Data for this exercise:

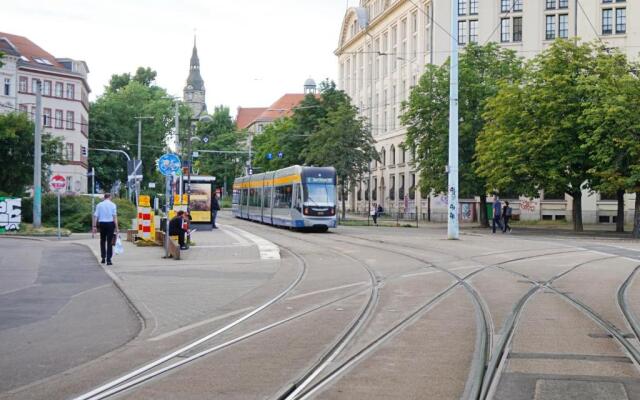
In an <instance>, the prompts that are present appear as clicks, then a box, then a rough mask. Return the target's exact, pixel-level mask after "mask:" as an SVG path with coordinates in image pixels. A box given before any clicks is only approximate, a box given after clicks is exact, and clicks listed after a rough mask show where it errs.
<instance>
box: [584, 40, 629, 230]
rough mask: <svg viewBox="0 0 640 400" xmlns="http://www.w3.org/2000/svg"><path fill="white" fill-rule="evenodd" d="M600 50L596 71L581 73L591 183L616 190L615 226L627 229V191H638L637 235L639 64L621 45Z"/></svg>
mask: <svg viewBox="0 0 640 400" xmlns="http://www.w3.org/2000/svg"><path fill="white" fill-rule="evenodd" d="M603 50H604V49H600V50H599V51H598V52H597V54H596V59H595V66H594V70H593V73H592V74H590V75H586V76H584V77H583V78H582V85H583V88H584V91H585V93H586V94H587V96H588V98H589V101H588V102H587V103H586V108H585V110H584V113H583V116H582V119H581V121H582V122H584V123H585V124H586V125H587V126H588V127H589V129H588V130H586V131H584V132H583V133H582V136H581V138H582V140H583V141H584V145H583V147H584V148H585V149H586V150H587V151H588V153H589V157H590V159H591V161H592V167H591V170H590V172H591V173H592V174H593V180H592V181H593V184H592V187H593V188H594V189H596V190H598V191H601V192H605V193H615V194H616V198H617V201H618V212H617V221H616V231H617V232H623V231H624V194H625V192H627V191H629V192H635V193H636V204H635V218H634V230H633V233H634V236H636V237H638V236H640V193H639V192H640V114H638V112H637V110H636V108H635V107H633V106H632V105H639V104H640V80H639V79H638V75H637V74H638V64H631V63H629V61H628V60H627V58H626V56H625V55H624V54H622V53H621V52H620V51H618V50H606V51H603Z"/></svg>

Problem description: The answer is each line from the entries above in which the word "instance" occurs.

Written solution:
In an <instance>, the prompts that are present appear as clicks, then a box, then a rough mask. Return the target's exact, pixel-level mask after "mask:" as an SVG path with coordinates in image pixels. A box given before any clicks is only approximate, a box given after clicks is exact, and clicks listed after a rough mask show where it errs.
<instance>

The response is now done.